Y en mi entraña, de nuevo, el síndrome del impostor. El miedo a no ser un ciudadano culto y refinado, distinto a estos paisanos de La Pedanía que jamás han escuchado el nombre de Fritz Lang ni falta que les hace. De nuevo el temor a ser un simple provinciano entregado al postureo y a la tontería intelectual. Un besugo con aspiraciones de tiburón que se planta ante “El ministerio del miedo” y a la media hora se pregunta qué narices está haciendo en el sofá, asumiendo como “historia imprescindible del cine” este argumento sin pies ni cabeza, estas actuaciones acartonadas, estas situaciones casi risibles de los londinenses bajo las bombas de la Luftwaffe.

• • •

OBJETIVO DEL EJERCICIO:
Copia sin cambios, del extracto de página, el tramo que va desde "Y en mi entraña, de" hasta "de la Luftwaffe.". Las entradas no se necesitan para nada.

• • •

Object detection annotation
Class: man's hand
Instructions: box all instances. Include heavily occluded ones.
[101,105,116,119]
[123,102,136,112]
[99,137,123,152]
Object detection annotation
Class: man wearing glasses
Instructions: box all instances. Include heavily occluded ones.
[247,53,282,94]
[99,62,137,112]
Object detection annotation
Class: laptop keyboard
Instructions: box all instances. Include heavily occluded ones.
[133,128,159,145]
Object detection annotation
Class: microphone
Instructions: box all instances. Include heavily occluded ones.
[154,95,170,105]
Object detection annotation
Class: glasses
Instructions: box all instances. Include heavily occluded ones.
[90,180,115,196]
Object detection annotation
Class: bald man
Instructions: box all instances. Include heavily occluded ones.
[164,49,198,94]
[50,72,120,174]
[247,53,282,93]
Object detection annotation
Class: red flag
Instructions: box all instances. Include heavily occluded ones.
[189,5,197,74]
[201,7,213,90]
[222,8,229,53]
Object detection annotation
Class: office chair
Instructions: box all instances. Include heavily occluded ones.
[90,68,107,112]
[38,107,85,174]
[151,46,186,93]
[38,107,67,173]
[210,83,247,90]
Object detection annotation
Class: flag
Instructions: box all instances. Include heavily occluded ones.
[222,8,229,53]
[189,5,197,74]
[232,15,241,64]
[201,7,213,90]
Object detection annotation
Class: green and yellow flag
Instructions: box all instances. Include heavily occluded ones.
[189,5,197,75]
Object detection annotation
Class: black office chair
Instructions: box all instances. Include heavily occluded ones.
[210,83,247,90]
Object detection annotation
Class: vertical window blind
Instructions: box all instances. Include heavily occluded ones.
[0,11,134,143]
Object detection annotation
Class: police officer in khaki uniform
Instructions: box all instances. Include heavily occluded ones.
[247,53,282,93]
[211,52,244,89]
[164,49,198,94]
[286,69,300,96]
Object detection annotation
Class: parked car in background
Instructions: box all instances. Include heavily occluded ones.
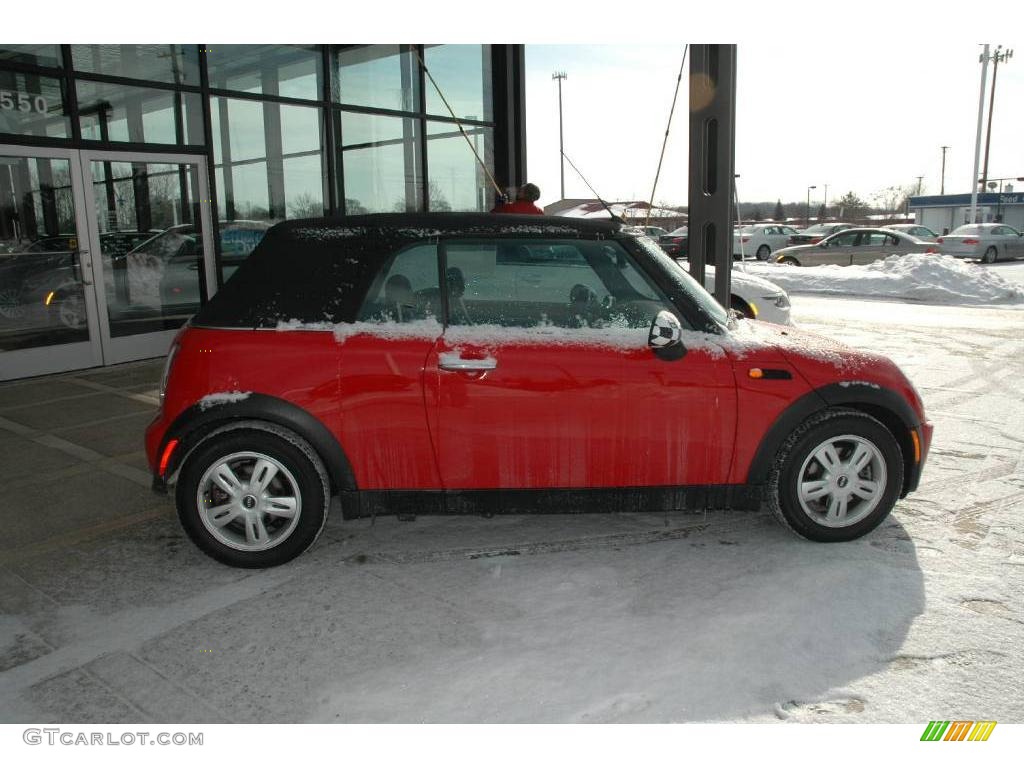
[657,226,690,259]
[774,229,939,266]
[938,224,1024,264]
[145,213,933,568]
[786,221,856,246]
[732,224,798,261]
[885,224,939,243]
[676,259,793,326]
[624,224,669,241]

• • •

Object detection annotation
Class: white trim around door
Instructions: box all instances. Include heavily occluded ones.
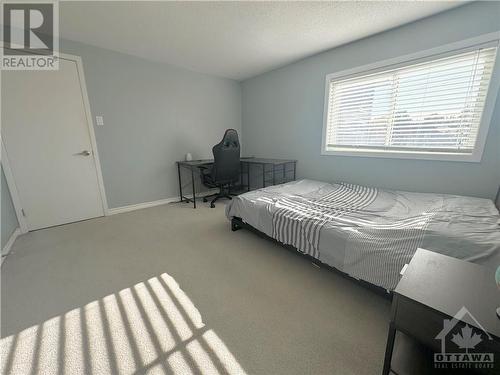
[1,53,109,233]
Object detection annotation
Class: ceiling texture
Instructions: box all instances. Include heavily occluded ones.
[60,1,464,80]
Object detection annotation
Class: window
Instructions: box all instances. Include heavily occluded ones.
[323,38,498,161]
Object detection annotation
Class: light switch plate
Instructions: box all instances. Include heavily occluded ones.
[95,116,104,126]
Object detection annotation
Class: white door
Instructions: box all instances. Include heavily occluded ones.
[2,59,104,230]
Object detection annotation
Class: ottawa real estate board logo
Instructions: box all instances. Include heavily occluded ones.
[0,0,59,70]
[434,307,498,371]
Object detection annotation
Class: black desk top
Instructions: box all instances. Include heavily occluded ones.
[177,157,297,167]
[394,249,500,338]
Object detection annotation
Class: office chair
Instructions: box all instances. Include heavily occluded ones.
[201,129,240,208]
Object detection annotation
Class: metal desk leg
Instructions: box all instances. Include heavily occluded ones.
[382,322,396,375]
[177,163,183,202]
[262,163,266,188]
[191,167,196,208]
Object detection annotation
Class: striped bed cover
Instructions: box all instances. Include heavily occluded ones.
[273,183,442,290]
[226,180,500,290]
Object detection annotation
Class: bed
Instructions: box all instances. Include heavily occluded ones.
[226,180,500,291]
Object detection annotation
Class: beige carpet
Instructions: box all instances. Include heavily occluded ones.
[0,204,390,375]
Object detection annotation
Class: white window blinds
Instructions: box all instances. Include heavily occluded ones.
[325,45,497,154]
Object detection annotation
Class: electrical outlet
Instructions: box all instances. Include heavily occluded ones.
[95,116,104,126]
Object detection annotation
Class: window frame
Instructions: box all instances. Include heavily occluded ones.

• • •

RESPUESTA COMPLETA:
Y en mi entraña, de nuevo, el síndrome del impostor. El miedo a no ser un ciudadano culto y refinado, distinto a estos paisanos de La Pedanía que jamás han escuchado el nombre de Fritz Lang ni falta que les hace. De nuevo el temor a ser un simple provinciano entregado al postureo y a la tontería intelectual. Un besugo con aspiraciones de tiburón que se planta ante “El ministerio del miedo” y a la media hora se pregunta qué narices está haciendo en el sofá, asumiendo como “historia imprescindible del cine” este argumento sin pies ni cabeza, estas actuaciones acartonadas, estas situaciones casi risibles de los londinenses bajo las bombas de la Luftwaffe.